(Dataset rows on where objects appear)
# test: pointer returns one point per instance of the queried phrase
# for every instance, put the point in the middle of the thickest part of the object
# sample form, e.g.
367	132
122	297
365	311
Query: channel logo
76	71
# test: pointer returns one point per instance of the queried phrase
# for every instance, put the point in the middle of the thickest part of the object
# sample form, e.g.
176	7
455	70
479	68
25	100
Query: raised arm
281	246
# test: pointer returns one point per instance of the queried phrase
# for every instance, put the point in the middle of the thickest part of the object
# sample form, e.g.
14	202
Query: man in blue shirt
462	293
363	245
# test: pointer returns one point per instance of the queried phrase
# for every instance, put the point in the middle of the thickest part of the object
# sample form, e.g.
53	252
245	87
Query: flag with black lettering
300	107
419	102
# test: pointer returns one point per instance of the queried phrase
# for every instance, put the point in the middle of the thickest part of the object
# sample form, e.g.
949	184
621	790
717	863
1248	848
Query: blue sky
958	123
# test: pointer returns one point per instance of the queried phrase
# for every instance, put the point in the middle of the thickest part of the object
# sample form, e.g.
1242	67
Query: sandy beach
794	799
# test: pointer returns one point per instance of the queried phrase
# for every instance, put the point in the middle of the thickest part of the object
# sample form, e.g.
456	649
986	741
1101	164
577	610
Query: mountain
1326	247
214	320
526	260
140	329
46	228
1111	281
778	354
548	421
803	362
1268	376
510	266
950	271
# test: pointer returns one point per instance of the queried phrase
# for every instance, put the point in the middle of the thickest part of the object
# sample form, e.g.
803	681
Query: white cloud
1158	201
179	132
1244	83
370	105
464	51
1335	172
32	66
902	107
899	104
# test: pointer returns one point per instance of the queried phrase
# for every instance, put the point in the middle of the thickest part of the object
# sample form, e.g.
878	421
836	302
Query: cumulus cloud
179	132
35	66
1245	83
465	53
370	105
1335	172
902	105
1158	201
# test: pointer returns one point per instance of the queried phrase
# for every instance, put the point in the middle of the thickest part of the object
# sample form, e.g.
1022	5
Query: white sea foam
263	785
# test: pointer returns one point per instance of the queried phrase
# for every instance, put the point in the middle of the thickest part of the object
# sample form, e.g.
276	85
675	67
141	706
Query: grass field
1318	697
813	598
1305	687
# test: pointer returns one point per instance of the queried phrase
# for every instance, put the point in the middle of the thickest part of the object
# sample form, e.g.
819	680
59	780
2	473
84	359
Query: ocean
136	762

Objective — Return all of the above records exactly, leaving no line out.

Solution for this task —
# test: pointer returns one point per instance of the queried phrase
# for every instance, put the point in the middle of the thickest part of the object
# sample form, e.g.
367	132
122	297
365	311
Query: channel logo
76	71
# test: pointer returns one point per instance of the queried phrase
# for every instance, put the point in the middle of the thickest part of the object
# sample form, e.g.
176	7
455	70
479	68
25	100
Query: raised arm
281	246
# test: pointer returns one point per instance of the queried phrase
# for every instance, put the point in the middle of the thickest part of the object
# sample form, e.g.
14	202
Query: man in blue shirt
462	293
363	245
# test: pointer returns one point per instance of the queried phrase
# for every instance, put the point in the middle of the thickest part of the object
# sample form, e.g.
53	252
245	87
Query: flag with black lettering
300	107
419	102
# test: pointer returns one point per instance of the queried phrase
# for every instance, put the point in the middle of the thickest part of the object
# sample form, e.g.
949	184
621	790
717	863
1248	848
Query: blue sky
958	123
# test: pointer returns one point per instance of the queried phrase
# for every instance, put the point in the middle of the thickest part of the object
# sample form, e.g.
1242	67
Query: sandy beach
794	799
# test: pointer returns one point per instance of the queried phrase
# for every instance, put the point in the middle of the thickest part of the object
# sample form, e.g.
456	649
986	741
1101	164
577	610
Query: mountain
1326	247
214	320
526	260
140	329
46	228
1111	281
778	354
548	421
803	362
1268	376
510	266
950	271
# test: pointer returns one point per instance of the queried phrase
# for every instance, put the point in the middle of the thickest part of the object
# sample form, e.g.
803	681
Query: white cloud
1158	201
179	132
1244	83
370	105
464	51
1335	172
32	66
902	107
899	104
# test: pointer returns one point per instance of the queried phrase
# for every instance, put the point in the middle of the thickest part of the object
# sample form, e.g.
878	421
836	302
Query: cumulus cloud
179	132
35	66
1245	83
465	53
370	105
1335	172
902	105
1158	201
# test: pointer returns one point per instance of the queried phrase
# for every instance, put the point in the middle of the thickest part of the object
# sample form, e.g.
1022	5
Query: white sea foam
263	785
# test: pointer returns one point per instance of the queried phrase
# for every instance, put the point in the middle of the thickest part of the object
# sample form, e.g.
276	85
675	67
141	706
Query: grass field
1318	697
813	598
1305	687
# test: pointer returns one point per instance of the queried phrase
# for every instance, put the point in the middle of the thickest part of the object
# sample form, e.g.
819	680
59	780
2	473
84	359
Query: ocean
136	762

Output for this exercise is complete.